I think it’s smart for the Obama campaign to look at all possible ways of reaching the magical 270 electoral votes, but I don’t think this election is going to be close. It is going to be a blowout. As of today, I’d place heavy odds on it being a blowout in Obama’s favor, but things could take a turn for the worse. Actually, let me put this a different way. If Obama wins reelection, he will win it in a rout. If he loses, it could be close or it could be a blowout.
First, let’s look at recent history. Nixon, Reagan, and Clinton all won reelection in major drubbings that were never really in doubt. Jimmy Carter, who lost his reelection campaign, was drubbed. Poppy Bush only won 37% of the vote in 1992. The lone exception to this rule is 2004, which found George W. Bush winning reelection about as narrowly as it is possible to win.
Basically, people are able to reach a verdict on their sitting presidents, and it is very rare for the nation to be all that divided about the matter.
The other day I wrote about Harry Truman’s successful campaign for reelection in 1948, and that still serves as a counterexample to what I’m saying. Truman won narrowly. But Truman wasn’t a true incumbent and was seeking election for the first time.
I believe Obama will probably win at least as big as Clinton won in 1996, and perhaps close to as big as Lyndon Johnson won in 1964.
And, if he loses, I expect him to lose decisively, including in states we consider to be reliably blue.
People are going to come to a decision, and that decision is going to be similar whether it’s the voters of Connecticut or Missouri. This will not be a red/blue election.
and when he wins, Obama may become the 2nd best GOP president of the past 50 years…. given his current track record.
o, btw, did you noticewhat Ann Coulter said about Kent State?
http://wonkette.com/447009/ann-coulter-police-should-fire-on-liberal-protesters-more-often
interesting BooMan. don’t know if I agree with you, but it’s something to think about.
I think Booman’s analysis ignores the polarization that occurred in this country in the late 90s-early 00s. We’re not going to see 1964-level margins, or even 1996 margins, for quite some time, because there are quite simply a lot fewer swing voters in play than there used to be.
The 2008 results are probably just about as decisive as we can expect to see for the next few presidential elections. I expect Obama to win, and I don’t think the election will even be doubt, and his margin will be large by contemporary standards, but a large margin by contemporary standards is still a single-digit number.
The country has always been polarized, what was unique about the first decade of this century was the equality of that polarization.
When you are choosing between Joe Lieberman and Dick Cheney, it’s hard to see much difference. And 2004 was a very special case election with two horrible tickets in a very charged political climate.

§ Stored rows:
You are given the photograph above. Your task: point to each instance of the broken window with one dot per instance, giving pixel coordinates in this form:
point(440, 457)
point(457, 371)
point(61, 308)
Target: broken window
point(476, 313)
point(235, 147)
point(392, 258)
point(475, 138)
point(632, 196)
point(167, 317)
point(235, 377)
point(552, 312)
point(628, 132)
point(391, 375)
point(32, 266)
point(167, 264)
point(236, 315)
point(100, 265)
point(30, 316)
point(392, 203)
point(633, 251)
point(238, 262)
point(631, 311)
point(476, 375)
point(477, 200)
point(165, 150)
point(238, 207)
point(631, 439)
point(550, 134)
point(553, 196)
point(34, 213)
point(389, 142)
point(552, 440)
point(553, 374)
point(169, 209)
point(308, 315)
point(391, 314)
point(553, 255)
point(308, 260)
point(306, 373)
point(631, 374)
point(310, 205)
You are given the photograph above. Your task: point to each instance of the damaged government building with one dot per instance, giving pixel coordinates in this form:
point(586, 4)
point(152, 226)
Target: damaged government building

§ Written tasks:
(a) Say whether each statement agrees with the discussion of Obama's reelection prospects, answering yes or no and quoting the deciding words. (i) Poppy Bush won 37% of the vote in 1992. (ii) Truman won reelection in 1948 by a wide margin. (iii) The author expects this to be a red/blue election.
(b) Translate this sentence from the discussion of Obama's reelection prospects into Spanish: "Basically, people are able to reach a verdict on their sitting presidents, and it is very rare for the nation to be all that divided about the matter."
(c) Pick up the discussion of Obama's reelection prospects where it stops and continue it.

§ Answers in order:
(a)
(i) Yes: "Poppy Bush only won 37% of the vote in 1992."
(ii) No: "Truman won narrowly."
(iii) No: "This will not be a red/blue election."

(b) Básicamente, la gente es capaz de llegar a un veredicto sobre sus presidentes en funciones, y es muy raro que el país esté tan dividido al respecto.

(c)
It’s not normal for people to differ that much about whether the president deserves reelection. The Deep South voted for Goldwater because of Jim Crow, and they’d probably vote for Bachmann over Obama for the same reason, but the rest of the country is capable of making a more honest decision. I believe they will, one way or that other.
If Obama wins in a blowout, doesn’t that mean we keep the Senate? And will he campaign with any candidates?
No, it doesn’t mean that.
It’s a prerequisite for our keeping the Senate, but necessarily sufficient.
We have almost no pickup opportunities. Scott Brown is polling strong. And Nevada and Arizona are by no means assured pick-ups for us. And that’s it. We have nothing else to hope for right now.
Brown has no set opponent. Also, 10% to 15% of MA voters are going to pull the lever for both Brown and President Obama? I doubt that.
Calvin, from your lips to the voters’ hands, but I wouldn’t be surprised if 20% of Massachusetts voters voted for both Obama and Brown. Ticket-splitting like that is pretty common in the suburban and exurban belts around Boston.
It wouldn’t surprise me, either. Massachusetts voters are allergic to religious right, national Republicans, but that’s really not Brown’s profile.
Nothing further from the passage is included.